TO DO: Can you copy out the material from the line with "Query: brown handbag" to the line with "Mark the region of every instance of the brown", both lines included, character for character?

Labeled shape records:
>>>>>
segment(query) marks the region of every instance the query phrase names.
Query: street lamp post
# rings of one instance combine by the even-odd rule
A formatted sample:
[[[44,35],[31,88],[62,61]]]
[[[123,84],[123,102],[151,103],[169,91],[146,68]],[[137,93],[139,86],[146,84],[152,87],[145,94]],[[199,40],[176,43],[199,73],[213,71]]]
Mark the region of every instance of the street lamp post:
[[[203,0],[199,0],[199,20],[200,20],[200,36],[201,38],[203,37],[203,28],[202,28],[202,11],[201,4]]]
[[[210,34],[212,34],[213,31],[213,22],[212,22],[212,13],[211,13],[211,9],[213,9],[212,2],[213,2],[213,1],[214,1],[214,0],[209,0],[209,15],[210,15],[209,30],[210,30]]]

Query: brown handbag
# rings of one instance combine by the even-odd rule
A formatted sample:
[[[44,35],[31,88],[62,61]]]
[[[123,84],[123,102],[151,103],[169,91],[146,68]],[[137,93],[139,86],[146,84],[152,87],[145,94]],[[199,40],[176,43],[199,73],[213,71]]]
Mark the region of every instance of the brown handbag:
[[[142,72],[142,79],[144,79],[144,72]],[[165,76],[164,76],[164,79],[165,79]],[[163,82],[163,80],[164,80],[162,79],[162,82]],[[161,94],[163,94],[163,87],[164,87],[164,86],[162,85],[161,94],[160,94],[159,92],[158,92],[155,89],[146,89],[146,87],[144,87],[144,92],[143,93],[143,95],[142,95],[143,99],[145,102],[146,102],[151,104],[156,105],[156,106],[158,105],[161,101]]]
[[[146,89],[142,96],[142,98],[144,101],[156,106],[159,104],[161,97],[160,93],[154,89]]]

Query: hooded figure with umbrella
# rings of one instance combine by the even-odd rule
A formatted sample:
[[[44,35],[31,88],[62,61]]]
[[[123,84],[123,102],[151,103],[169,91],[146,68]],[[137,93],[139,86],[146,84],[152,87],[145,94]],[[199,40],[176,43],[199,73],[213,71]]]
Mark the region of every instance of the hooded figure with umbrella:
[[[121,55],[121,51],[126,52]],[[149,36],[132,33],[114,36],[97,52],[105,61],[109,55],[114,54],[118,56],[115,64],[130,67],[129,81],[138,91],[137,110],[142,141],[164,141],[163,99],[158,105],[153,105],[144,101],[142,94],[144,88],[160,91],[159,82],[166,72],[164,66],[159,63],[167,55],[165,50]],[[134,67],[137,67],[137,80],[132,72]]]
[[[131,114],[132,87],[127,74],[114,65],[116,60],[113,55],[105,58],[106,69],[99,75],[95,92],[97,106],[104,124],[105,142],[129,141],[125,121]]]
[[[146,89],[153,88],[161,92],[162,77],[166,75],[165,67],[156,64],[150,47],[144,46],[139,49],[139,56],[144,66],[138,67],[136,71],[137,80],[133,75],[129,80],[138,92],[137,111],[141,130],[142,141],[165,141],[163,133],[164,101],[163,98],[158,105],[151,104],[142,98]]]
<<<<<
>>>>>
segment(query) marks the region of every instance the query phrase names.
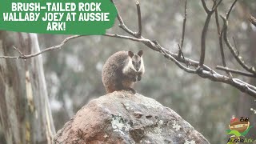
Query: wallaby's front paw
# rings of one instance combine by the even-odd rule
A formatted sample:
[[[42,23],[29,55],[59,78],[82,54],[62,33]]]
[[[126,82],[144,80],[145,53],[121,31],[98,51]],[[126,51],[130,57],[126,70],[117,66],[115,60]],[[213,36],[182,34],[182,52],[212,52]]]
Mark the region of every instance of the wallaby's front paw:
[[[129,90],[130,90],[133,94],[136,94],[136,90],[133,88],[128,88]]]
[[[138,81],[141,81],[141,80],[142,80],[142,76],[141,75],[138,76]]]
<<<<<
FULL RESPONSE:
Query: brown handbag
# rings of one instance combine by the even-odd rule
A formatted sample:
[[[44,35],[31,88],[62,61]]]
[[[123,84],[123,102],[151,103],[169,91],[146,68]],[[137,93],[139,86],[146,84],[152,87],[145,94]],[[199,40],[176,43],[199,73],[213,71]]]
Mark the region of every instance of the brown handbag:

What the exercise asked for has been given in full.